### TASK REQUIREMENTS
1. Answer these from the documentation on base methods:
(a) What does the example using Any:D.^base_type.^name output?
(b) Of the two strings returned by base-repeating, which one repeats?
(c) When $digits is omitted for a Num, what is the default number of fraction digits?
2. Duplicate the part of the documentation on base methods that begins at the words "255.base(16);            # 'FF'" and stops after the words "is always rounded.".

### DOCUMENT SEGMENT
Combined from primary sources listed below.

In class Metamodel::DefiniteHOW ( Type/Metamodel/DefiniteHOW )§

See primary docmentation in context for method base.

method base_type§

method base_type($definite_type)

Returns the base type for a definite type: 

say Any:D.^base_type.^name# OUTPUT: «Any␤»

In role Rational ( Type/Rational )§

See primary docmentation in context for method base.

method base-repeating§

method base-repeating(Rational:D: Int:D() $base = 10)

Returns a list of two strings that, when concatenated, represent the number in base $base. The second element is the one that repeats. For example: 

my ($non-rep, $repeating= (19/3).base-repeating(10);
say $non-rep;                               # OUTPUT: «6.␤»
say $repeating;                             # OUTPUT: «3␤»
printf '%s(%s)', $non-rep, $repeating;      # OUTPUT: «6.(3)»

19/3 is 6.333333... with the 3 repeating indefinitely.

If no repetition occurs, the second string is empty: 

say (5/2).base-repeating(10).raku;          # OUTPUT: «("2.5", "")␤»

The precision for determining the repeating group is limited to 1000 characters, above that, the second string is ???.

$base defaults to 10.

In role Real ( Type/Real )§

See primary docmentation in context for method base.

method base§

method base(Real:D: Int:D $base where 2..36, $digits--> Str:D)

Converts the number to a string, using $base as base. For $base larger than ten, capital Latin letters are used. 

255.base(16);            # 'FF'

The optional $digits argument asks for that many digits of fraction (which may not be negative). If omitted, a reasonable default is chosen based on type. For Int this default is 0. For Num, the default is 8. For Rational, the number of places is scaled to the size of the denominator, with a minimum of 6.

A special value of Whatever (*) can be given as $digits, which functions the same as when $digits is not specified for all Real types except the Rationals. For Rationals, the Whatever indicates that you wish all of the possible digits of the fractional part, but use caution: since there's no detection of repeating fractional parts (the algorithm will eventually stop after generating 2**63 digits).

The final digit produced is always rounded. 

say pi.base(10, 3);      # OUTPUT: «3.142␤»
say (1/128).base(10, *); # OUTPUT: «0.0078125␤»
say (1/100).base(10, *); # OUTPUT: «0.01␤»
say (1/3)  .base(10, *); # WRONG: endlessly repeating fractional part

For reverse operation, see parse-base

(Pointing dataset records)
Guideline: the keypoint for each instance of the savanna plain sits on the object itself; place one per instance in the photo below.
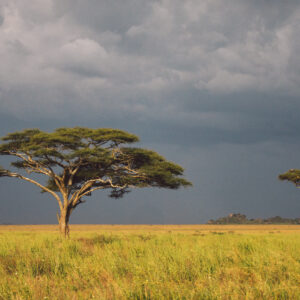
(150, 262)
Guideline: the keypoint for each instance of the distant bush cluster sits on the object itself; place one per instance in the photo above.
(242, 219)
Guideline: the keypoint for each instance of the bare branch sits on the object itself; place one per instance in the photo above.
(12, 174)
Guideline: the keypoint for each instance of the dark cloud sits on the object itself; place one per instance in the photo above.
(211, 85)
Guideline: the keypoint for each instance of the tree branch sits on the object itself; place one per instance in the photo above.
(13, 174)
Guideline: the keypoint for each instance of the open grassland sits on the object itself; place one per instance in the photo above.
(150, 262)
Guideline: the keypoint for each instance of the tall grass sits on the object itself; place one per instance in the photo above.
(149, 265)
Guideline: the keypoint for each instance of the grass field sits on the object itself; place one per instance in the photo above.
(150, 262)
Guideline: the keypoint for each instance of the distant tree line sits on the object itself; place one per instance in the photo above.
(242, 219)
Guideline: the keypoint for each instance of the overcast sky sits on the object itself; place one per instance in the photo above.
(213, 85)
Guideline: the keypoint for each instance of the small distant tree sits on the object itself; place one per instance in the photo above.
(292, 175)
(78, 161)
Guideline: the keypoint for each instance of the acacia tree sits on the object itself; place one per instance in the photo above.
(78, 161)
(292, 175)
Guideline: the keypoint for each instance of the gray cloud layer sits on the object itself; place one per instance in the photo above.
(198, 80)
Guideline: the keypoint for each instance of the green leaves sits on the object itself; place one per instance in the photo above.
(292, 175)
(78, 160)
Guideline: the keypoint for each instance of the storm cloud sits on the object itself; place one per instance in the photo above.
(201, 81)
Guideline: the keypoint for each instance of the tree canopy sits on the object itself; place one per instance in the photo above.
(78, 161)
(292, 175)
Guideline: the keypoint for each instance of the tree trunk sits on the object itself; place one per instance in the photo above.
(64, 222)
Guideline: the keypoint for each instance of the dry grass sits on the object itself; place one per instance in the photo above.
(150, 262)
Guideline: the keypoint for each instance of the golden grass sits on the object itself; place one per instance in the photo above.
(150, 262)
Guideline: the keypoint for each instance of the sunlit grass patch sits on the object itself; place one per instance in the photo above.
(145, 264)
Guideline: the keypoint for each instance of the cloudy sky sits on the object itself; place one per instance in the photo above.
(213, 85)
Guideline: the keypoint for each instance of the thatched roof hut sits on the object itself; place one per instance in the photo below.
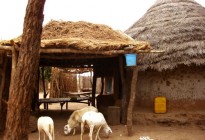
(176, 27)
(66, 40)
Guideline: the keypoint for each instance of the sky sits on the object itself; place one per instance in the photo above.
(118, 14)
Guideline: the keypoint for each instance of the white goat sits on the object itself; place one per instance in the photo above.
(75, 119)
(46, 126)
(94, 120)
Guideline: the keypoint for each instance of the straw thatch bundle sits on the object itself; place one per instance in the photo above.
(175, 26)
(84, 37)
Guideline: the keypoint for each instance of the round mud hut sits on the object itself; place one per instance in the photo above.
(177, 28)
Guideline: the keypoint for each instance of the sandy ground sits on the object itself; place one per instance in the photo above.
(169, 126)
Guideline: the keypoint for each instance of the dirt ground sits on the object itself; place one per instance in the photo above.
(169, 126)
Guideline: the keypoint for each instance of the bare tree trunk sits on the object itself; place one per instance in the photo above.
(24, 78)
(132, 101)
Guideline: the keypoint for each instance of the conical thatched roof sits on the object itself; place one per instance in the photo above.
(175, 26)
(83, 37)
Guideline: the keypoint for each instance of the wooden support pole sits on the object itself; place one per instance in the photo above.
(132, 101)
(124, 95)
(94, 88)
(103, 83)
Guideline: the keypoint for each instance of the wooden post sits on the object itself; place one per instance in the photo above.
(102, 88)
(2, 87)
(132, 101)
(94, 88)
(124, 96)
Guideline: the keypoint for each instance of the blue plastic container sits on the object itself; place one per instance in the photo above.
(131, 59)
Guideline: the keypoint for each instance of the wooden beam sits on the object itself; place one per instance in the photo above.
(102, 52)
(132, 101)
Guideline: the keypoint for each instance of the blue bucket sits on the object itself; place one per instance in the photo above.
(131, 59)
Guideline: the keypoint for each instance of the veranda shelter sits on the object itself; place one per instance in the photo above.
(80, 44)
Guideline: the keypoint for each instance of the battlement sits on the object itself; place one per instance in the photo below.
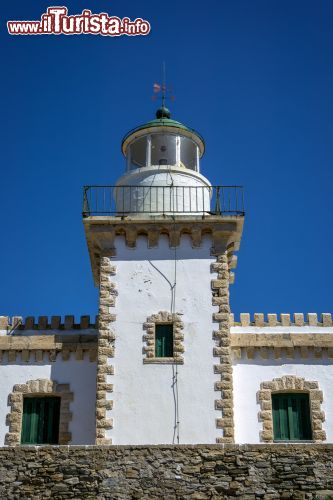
(296, 319)
(17, 323)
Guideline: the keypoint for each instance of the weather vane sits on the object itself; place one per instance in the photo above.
(166, 92)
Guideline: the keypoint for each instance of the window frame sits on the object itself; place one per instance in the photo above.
(288, 421)
(149, 350)
(166, 347)
(290, 383)
(39, 425)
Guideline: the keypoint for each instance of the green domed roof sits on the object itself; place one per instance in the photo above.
(163, 120)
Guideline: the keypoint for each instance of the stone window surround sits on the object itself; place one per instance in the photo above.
(38, 387)
(162, 318)
(289, 384)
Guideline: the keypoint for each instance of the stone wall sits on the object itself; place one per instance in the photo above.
(168, 472)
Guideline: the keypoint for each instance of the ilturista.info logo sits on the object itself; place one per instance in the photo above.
(56, 21)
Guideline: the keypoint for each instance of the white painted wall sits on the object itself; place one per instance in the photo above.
(81, 375)
(144, 405)
(248, 375)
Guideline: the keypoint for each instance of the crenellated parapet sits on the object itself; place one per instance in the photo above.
(18, 323)
(296, 319)
(282, 336)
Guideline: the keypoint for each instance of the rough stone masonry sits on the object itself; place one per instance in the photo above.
(197, 472)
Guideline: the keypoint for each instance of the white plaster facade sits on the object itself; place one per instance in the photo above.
(144, 409)
(80, 375)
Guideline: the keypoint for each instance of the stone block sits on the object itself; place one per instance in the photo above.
(285, 319)
(42, 322)
(326, 319)
(259, 319)
(245, 319)
(69, 322)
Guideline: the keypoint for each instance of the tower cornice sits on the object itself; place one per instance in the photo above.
(101, 231)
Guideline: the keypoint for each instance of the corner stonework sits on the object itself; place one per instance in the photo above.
(39, 387)
(290, 383)
(220, 288)
(105, 349)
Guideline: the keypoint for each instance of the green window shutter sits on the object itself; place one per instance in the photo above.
(291, 417)
(40, 422)
(164, 341)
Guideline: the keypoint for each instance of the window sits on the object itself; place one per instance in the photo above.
(164, 340)
(291, 417)
(40, 422)
(163, 149)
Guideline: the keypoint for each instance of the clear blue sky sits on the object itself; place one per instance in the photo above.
(255, 78)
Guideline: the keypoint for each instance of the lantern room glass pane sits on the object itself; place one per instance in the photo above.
(188, 153)
(138, 151)
(291, 417)
(40, 422)
(163, 149)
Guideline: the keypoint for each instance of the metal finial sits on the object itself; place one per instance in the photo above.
(163, 111)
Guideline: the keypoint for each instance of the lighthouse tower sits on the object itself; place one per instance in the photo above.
(162, 243)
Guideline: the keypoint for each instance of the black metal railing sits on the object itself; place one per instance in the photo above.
(124, 200)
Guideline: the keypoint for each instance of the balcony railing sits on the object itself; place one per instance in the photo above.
(195, 200)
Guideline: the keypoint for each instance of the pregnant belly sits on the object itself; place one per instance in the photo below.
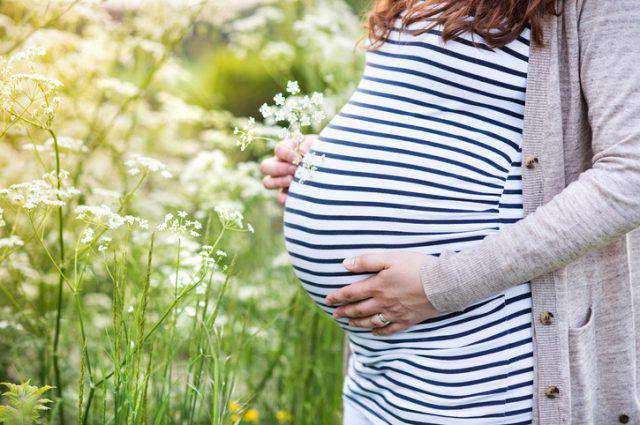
(366, 199)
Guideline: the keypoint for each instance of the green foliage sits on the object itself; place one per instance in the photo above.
(26, 403)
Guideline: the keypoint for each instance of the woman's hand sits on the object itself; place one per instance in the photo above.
(280, 168)
(395, 291)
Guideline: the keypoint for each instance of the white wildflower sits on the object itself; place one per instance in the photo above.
(104, 243)
(43, 192)
(293, 87)
(246, 136)
(101, 215)
(143, 164)
(180, 225)
(87, 236)
(232, 220)
(11, 242)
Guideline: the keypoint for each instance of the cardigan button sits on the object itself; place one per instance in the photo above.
(546, 318)
(530, 161)
(551, 391)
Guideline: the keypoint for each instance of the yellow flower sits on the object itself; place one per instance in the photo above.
(252, 415)
(283, 416)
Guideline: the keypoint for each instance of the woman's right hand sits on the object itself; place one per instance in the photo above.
(280, 168)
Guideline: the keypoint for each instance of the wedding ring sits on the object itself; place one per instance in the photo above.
(381, 319)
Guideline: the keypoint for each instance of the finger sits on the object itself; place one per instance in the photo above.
(365, 308)
(366, 322)
(389, 329)
(355, 292)
(282, 196)
(373, 262)
(307, 142)
(276, 182)
(285, 152)
(276, 168)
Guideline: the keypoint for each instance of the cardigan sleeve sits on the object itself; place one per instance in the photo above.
(601, 205)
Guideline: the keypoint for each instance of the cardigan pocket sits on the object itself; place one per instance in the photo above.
(583, 365)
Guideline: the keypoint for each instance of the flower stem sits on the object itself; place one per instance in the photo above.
(59, 301)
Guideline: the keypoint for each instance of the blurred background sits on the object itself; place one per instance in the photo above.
(117, 117)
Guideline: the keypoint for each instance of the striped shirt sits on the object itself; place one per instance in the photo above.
(425, 156)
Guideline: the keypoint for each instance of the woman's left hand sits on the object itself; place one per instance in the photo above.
(395, 291)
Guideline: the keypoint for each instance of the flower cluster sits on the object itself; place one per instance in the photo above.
(296, 110)
(102, 216)
(26, 96)
(10, 242)
(180, 225)
(42, 192)
(233, 220)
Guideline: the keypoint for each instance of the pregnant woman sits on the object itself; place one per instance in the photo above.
(471, 225)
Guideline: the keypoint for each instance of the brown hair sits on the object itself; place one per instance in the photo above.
(497, 21)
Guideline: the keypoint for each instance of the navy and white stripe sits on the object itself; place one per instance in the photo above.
(425, 157)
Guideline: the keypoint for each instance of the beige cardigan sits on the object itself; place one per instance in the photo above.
(576, 244)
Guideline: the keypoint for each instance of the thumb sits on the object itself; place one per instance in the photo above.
(365, 263)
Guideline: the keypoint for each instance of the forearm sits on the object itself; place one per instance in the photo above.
(602, 205)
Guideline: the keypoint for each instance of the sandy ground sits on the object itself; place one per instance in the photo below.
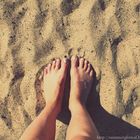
(106, 32)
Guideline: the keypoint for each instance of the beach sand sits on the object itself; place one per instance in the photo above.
(33, 32)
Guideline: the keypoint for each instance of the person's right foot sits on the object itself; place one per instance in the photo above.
(81, 81)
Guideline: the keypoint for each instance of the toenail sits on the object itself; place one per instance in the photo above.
(74, 57)
(65, 60)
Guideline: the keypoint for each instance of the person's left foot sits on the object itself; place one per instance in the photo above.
(54, 82)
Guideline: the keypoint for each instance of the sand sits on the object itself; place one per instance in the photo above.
(32, 32)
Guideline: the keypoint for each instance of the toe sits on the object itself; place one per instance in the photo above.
(53, 64)
(64, 64)
(85, 65)
(58, 64)
(81, 62)
(88, 68)
(91, 73)
(45, 71)
(74, 61)
(49, 67)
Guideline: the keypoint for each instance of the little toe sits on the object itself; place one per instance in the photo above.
(58, 64)
(45, 71)
(49, 67)
(88, 68)
(53, 64)
(74, 61)
(91, 73)
(85, 65)
(81, 62)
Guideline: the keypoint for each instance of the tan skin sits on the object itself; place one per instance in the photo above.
(81, 126)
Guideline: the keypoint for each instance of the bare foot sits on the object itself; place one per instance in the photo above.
(81, 81)
(54, 82)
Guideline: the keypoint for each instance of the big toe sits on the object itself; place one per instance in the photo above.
(74, 61)
(64, 64)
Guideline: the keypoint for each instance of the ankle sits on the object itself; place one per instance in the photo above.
(76, 106)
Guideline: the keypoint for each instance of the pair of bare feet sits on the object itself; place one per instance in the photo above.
(54, 79)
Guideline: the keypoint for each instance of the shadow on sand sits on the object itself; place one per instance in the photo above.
(108, 126)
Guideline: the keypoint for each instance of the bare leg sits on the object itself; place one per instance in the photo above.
(43, 127)
(81, 126)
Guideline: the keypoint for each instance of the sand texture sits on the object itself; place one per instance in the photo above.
(106, 32)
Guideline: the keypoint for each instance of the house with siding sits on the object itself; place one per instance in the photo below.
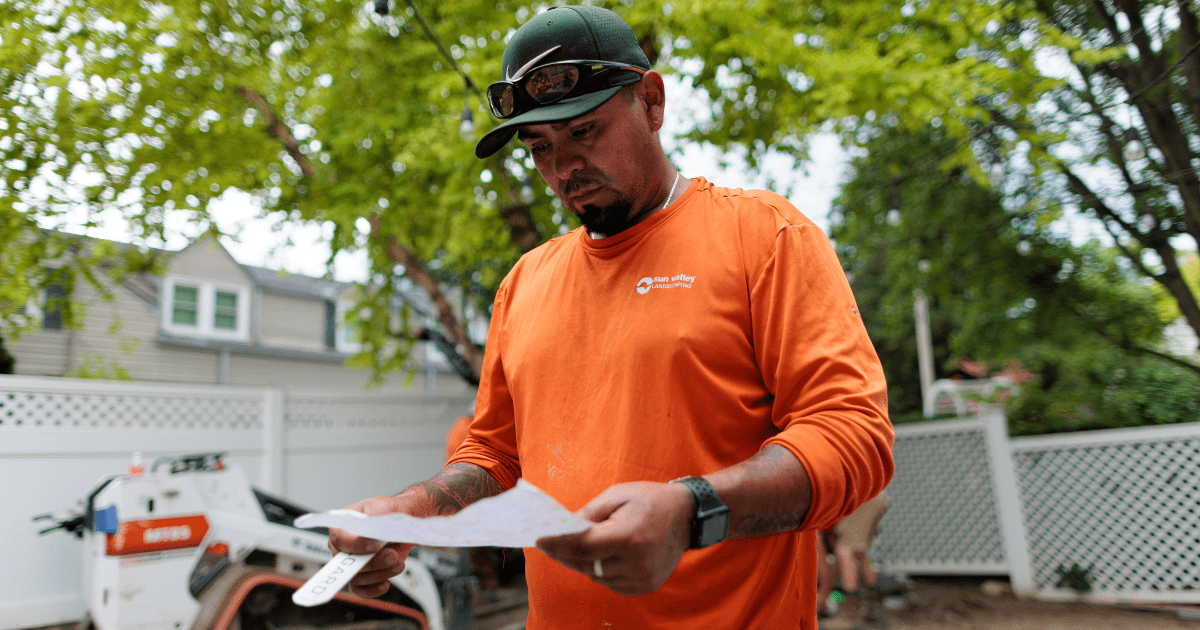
(209, 319)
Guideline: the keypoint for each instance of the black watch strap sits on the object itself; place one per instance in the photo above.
(709, 521)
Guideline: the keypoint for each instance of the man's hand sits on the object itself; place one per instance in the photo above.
(456, 486)
(640, 533)
(389, 561)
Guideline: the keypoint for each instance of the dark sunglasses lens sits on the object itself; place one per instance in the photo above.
(499, 96)
(550, 83)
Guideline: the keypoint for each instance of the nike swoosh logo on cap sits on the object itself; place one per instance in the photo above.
(528, 66)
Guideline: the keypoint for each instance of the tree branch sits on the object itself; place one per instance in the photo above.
(420, 274)
(277, 129)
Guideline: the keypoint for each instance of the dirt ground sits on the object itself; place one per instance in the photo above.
(929, 604)
(943, 604)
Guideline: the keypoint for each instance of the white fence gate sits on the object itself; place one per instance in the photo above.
(1114, 511)
(58, 437)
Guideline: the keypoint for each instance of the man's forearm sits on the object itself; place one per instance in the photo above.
(451, 490)
(767, 493)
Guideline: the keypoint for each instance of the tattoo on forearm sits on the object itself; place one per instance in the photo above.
(784, 493)
(760, 525)
(457, 486)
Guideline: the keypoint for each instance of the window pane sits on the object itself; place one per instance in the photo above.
(225, 316)
(185, 305)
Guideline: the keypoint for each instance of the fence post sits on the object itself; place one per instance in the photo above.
(273, 442)
(1008, 499)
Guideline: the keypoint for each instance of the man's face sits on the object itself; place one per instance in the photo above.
(604, 165)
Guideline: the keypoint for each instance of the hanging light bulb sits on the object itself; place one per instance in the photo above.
(1133, 150)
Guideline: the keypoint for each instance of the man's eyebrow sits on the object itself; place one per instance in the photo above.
(526, 133)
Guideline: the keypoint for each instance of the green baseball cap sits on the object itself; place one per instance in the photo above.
(567, 34)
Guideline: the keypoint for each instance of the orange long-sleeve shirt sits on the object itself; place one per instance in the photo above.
(679, 347)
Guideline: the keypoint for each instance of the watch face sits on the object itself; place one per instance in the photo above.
(714, 529)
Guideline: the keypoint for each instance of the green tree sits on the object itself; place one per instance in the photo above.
(1075, 315)
(324, 111)
(327, 111)
(1056, 105)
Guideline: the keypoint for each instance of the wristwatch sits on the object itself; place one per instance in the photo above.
(711, 521)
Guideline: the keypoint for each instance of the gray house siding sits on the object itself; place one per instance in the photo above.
(281, 337)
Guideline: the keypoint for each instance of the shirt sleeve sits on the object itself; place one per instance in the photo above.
(816, 359)
(491, 438)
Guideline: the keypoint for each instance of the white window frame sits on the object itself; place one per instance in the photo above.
(342, 329)
(205, 315)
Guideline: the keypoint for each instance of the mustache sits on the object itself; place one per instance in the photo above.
(582, 179)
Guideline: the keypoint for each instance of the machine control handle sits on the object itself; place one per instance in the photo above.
(330, 579)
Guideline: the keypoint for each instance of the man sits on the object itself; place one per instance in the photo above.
(684, 331)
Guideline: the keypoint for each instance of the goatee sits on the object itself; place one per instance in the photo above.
(607, 220)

### TASK-BY-TASK SOLUTIONS
1.
(a) Any
(b) The second string.
(c) 8

2.
255.base(16);            # 'FF'

The optional $digits argument asks for that many digits of fraction (which may not be negative). If omitted, a reasonable default is chosen based on type. For Int this default is 0. For Num, the default is 8. For Rational, the number of places is scaled to the size of the denominator, with a minimum of 6.

A special value of Whatever (*) can be given as $digits, which functions the same as when $digits is not specified for all Real types except the Rationals. For Rationals, the Whatever indicates that you wish all of the possible digits of the fractional part, but use caution: since there's no detection of repeating fractional parts (the algorithm will eventually stop after generating 2**63 digits).

The final digit produced is always rounded.